*Problem set*.
1. In the essay on Google Search quality, does each statement agree with the text? Answer yes or no for each, quoting the deciding words. (a) About three quarters of the site's readers first arrived through a Google search. (b) The actual algorithm Google uses is public. (c) Stack Overflow's attribution terms require a link back marked nofollow.
2. According to the essay on Google Search quality, what did the Stack Overflow complaints finally lead to?
3. Resume the essay on Google Search quality, starting after its last sentence.

In recent weeks, like others, I've been becoming increasingly frustrated with Google Search. Whenever I'm making anything other than the most basic of searches, I find my results are being increasingly polluted by totally irrelevant results and in some cases by complete gibberish. I feel slightly embarrassed admitting this, since I'm also, ironically, rather pleased with the way Google indexes this site: it shows up on the front page of many Google search results on subjects I've covered here, and a massive three quarters of my readers originally landed here as a result of a Google search—and practically none from the other search engines. And this site isn't the only one. Google's market share in search remains massive:
Nevertheless, the fact is that the web is changing fast, while Google's basic search algorithm hasn't changed radically over the past fifteen years. Of course, there's nothing secret about Google's algorithm per se: an algorithm is a mathematical equation that uses certain information from a website in order to define its rankings. The actual algorithm used by Google is secret, to avoid people abusing it. Yet although its specific details are kept secret, its basic outline has been patented and is thus accessible to the public: those inetrested in these matters regularly attempt to interpret any given iteration of it.
The growing problem with Google Search: spam and moronic, low-quality content
Yet over the fifteen years since Google designed its search model and rose to prominence, the web changed quite radically: available content has increased exponentially, and while the quantity of high-quality content has increased significantly in absolute terms, poor-quality content has probably proportionately increased even more. Demand Media's stunningly rubbishy sites, such as eHow, 'online how-to guide with more than 1 million articles and 170,000 videos offering step-by-step instructions' created by freelancers frequently bordering on the verge of imbecility, is one example of a site I wish could just vanish from my browser for ever.
The issue has recently reached the point where, inevitably, it became a major topic for discussion. Last month, Stack Overflow's Jeff Atwood pointed out that content farms regurgitating original content were actually ranking higher in Google's search results than the originals. His specific complaint was as follows:
In 2010, our mailboxes suddenly started overflowing with complaints from users—complaints that they were doing perfectly reasonable Google searches, and ending up on scraper sites that mirrored Stack Overflow content with added advertisements. Even worse, in some cases, the original Stack Overflow question was nowhere to be found in the search results! That's particularly odd because our attribution terms require linking directly back to us, the canonical source for the question, without nofollow. Google, in indexing the scraped page, cannot avoid seeing that the scraped page links back to the canonical source. This culminated in, of all things, a special browser plug-in that redirects to Stack Overflow from the ripoff sites.
This is the first time since 2000 that I can recall Google search quality ever declining, and it has inspired some rather heretical thoughts in me -- are we seeing the first signs that algorithmic search has failed as a strategy? Is the next generation of search destined to be less algorithmic and more social?

*Extracted records*.
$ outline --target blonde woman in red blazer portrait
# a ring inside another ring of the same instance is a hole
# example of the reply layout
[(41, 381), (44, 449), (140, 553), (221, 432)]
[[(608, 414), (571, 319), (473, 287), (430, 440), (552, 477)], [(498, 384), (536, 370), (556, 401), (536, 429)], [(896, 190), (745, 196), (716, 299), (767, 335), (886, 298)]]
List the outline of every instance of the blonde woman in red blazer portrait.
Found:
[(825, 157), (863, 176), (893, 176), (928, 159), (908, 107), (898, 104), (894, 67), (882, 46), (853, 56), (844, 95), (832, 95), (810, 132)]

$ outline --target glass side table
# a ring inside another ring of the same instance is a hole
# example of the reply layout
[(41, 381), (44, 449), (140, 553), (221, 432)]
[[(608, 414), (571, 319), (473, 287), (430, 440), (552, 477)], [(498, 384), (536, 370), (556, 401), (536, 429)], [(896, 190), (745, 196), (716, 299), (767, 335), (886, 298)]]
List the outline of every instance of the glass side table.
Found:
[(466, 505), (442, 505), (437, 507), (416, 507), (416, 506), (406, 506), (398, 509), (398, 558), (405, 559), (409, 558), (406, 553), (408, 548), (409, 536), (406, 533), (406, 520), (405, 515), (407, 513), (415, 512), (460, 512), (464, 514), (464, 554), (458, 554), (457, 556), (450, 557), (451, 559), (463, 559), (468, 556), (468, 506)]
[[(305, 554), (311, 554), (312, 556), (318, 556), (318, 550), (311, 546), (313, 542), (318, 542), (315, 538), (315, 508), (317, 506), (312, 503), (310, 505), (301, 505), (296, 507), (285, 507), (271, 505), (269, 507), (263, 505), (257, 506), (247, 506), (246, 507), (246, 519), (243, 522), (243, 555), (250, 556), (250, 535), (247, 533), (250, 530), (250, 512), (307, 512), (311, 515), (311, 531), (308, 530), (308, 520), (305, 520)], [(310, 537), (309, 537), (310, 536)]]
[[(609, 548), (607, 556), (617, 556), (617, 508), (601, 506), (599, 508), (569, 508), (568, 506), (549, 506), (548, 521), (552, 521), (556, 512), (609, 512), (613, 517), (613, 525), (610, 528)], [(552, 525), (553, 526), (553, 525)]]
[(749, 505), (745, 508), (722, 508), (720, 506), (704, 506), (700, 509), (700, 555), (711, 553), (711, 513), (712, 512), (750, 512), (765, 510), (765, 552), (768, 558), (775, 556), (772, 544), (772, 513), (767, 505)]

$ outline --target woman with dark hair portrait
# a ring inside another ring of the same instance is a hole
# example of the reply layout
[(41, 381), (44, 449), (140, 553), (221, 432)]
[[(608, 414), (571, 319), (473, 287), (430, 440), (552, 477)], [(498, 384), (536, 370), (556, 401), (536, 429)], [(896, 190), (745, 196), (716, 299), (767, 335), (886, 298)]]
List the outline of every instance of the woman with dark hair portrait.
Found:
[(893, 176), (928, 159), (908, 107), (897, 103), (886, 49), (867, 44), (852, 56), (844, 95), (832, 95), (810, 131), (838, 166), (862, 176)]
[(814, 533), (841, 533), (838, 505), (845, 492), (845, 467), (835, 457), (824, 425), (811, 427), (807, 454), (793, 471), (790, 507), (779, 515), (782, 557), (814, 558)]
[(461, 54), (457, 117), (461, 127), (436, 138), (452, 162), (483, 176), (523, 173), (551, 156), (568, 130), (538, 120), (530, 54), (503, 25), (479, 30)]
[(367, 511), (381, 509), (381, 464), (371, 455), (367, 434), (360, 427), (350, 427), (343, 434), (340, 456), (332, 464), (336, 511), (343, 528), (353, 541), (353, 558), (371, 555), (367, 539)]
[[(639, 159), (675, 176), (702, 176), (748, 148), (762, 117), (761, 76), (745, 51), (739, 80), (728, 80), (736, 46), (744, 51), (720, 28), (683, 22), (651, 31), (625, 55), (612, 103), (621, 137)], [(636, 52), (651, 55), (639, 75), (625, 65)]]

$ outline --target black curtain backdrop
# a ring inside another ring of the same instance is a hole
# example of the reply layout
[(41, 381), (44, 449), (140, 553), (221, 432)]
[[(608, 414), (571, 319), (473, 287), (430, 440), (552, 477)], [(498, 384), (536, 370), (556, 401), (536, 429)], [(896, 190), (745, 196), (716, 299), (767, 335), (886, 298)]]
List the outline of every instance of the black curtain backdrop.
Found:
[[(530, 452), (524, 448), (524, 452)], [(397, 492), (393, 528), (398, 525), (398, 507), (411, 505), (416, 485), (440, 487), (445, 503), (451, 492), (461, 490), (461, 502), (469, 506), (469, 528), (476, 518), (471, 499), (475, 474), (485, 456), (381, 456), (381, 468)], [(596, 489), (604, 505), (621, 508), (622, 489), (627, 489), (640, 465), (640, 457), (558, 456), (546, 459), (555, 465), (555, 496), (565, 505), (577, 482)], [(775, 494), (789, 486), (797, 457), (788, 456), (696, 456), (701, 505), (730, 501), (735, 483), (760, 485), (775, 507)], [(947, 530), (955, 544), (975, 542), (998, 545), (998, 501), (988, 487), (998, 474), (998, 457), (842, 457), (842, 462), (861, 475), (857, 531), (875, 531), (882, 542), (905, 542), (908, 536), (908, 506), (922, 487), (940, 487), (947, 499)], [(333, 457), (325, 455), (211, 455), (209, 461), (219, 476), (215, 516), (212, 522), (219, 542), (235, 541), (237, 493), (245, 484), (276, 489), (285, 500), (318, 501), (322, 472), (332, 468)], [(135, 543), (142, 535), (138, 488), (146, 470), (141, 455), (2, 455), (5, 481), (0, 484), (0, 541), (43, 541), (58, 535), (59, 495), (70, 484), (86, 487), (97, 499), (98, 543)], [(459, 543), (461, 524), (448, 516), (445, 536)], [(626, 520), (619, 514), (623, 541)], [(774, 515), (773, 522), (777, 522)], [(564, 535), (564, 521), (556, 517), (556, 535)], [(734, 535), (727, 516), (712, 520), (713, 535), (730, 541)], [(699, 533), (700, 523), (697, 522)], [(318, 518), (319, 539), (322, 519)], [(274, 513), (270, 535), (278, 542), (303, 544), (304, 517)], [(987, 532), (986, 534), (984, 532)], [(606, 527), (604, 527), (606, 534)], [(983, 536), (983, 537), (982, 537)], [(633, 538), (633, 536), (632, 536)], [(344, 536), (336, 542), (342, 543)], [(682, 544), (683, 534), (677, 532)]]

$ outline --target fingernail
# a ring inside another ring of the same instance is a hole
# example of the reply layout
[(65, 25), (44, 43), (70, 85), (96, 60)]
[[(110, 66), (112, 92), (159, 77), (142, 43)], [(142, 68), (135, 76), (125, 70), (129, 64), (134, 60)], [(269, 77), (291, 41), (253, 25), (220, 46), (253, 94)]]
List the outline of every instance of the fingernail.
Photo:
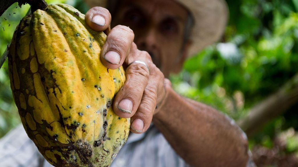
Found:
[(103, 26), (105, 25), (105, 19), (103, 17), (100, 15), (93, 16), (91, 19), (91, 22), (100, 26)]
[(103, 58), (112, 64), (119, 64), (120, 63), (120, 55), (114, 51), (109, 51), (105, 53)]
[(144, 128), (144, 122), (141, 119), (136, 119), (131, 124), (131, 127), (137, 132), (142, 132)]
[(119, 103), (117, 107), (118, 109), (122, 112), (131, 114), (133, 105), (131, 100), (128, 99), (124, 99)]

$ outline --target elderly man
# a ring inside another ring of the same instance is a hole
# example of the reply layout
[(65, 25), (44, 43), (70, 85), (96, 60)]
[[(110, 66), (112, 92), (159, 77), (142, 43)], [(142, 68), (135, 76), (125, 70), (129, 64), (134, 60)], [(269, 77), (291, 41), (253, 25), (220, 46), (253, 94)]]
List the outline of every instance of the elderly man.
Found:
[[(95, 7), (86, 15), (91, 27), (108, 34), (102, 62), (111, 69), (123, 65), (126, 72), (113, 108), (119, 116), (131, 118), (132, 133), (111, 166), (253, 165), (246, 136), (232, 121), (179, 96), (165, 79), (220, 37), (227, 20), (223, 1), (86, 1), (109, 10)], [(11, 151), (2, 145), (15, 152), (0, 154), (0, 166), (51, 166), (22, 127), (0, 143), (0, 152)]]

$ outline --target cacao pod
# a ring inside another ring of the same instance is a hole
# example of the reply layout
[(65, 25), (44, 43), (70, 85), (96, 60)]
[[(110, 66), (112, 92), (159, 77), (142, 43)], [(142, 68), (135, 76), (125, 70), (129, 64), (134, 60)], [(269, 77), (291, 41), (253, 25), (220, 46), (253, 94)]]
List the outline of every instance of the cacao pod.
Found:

*Expected results*.
1.
(a) Yes: "a massive three quarters of my readers originally landed here as a result of a Google search"
(b) No: "The actual algorithm used by Google is secret"
(c) No: "our attribution terms require linking directly back to us, the canonical source for the question, without nofollow"

2. A special browser plug-in that redirects to Stack Overflow from the ripoff sites.

3.
On January 28, 2011, Matt Cutts, head of Google’s Webspam team, confirmed that Google's algorithms had been changed to 'help drive spam levels even lower, including one change that primarily affects sites that copy others’ content and sites with low levels of original content.' He went on to state that:
This was a pretty targeted launch: slightly over 2% of queries change in some way, but less than half a percent of search results change enough that someone might really notice. The net effect is that searchers are more likely to see the sites that wrote the original content rather than a site that scraped or copied the original site’s content.
The change in the algorithm was designed to correct such absurd imperfections as the fact that, when you googled Paris in the hope of finding useful tourist information about, say, hotels in France's exciting capital city, Google at one stage used to also regurgitate content pertaining to an unknown American young lady actually called Miss Paris Hilton, of whom no one had ever heard. This has now been corrected:
It's actually probably too early to tell whether this battle is still Google's to win. But the fact is that even after the change, it's much harder finding relevant content in Google now than it was a few years ago, even when you make full use of Google's Search settings [i] to make your search results more relevant.
Certainly, a lot of the imperfections in Google are still there: it isn't just the content farms that are polluting search, but also low-quality original content that exists in abundance on some very popular sites, forums in particular, where content can border on the moronic.
Of course, Google, which runs over one million servers in data centers around the world and processes over one billion search requests and about twenty-four petabytes of user-generated data every day, is not going to disappear overnight just because these issues have arisen. The majority of its users would be incapable of even realising there is an issue with search quality, or caring about it, in the short to medium term, if they did. In the longer term, however, Google's prospects are more open to question: its massive $200bn market capitalisation [ii] has arisen entirely because of revenue generated from search, and the company will clearly be exposed to exactly the same type of decline as has plagued Microsoft before it if it proves incapable of maintaining its excellence in its core area of business while also failing (as it has clearly done so far) to diversify into viable alternative sources of growth.
There is no reason why Google, which started as a tiny, innovative company, couldn't be beaten at its own game by a nimbler new entrant. Of course, there have been many such attempts in the past decade—and no player has so far succeeded in even scratching the surface of Google's dominance. Yet now, for the first time in fifteen years, Google is being technologically challenged in a way that it hadn't been before—and it's notoriously difficult for a large, relatively bureaucratic entity to meet that challenge. Bing and Yahoo, which are the mass-market alternatives that you can set as the default search engine, in Safari's Preferences, suffer from much the same problems and haven't in my experience demonstrated any systematic advantage compared with Google, in fact in Yahoo's case arguably the reverse. But smaller, new entrants, have already been establishing a market presence, albeit on a minute scale. Some of theme actually offer real value that makes them interesting alternatives to Google, at least on a niche basis.
It's impossible to tell, at this very early point, who the winners are going to be in the game of offering more relevant search engines than Google—and, in a sense, you don't need to: unlike email or social networks, where choosing a provider implies a measure of trust in its long-term viability because the service provided necessarily requires it to host your data, search is a service where the marginal cost of switching between providers is nil—so all you need is to keep on top of new developments. With that in mind, in addition to the three examples presented in this blog post, you might also want to look at Hakia and Kngine, which also have their strengths and weaknesses.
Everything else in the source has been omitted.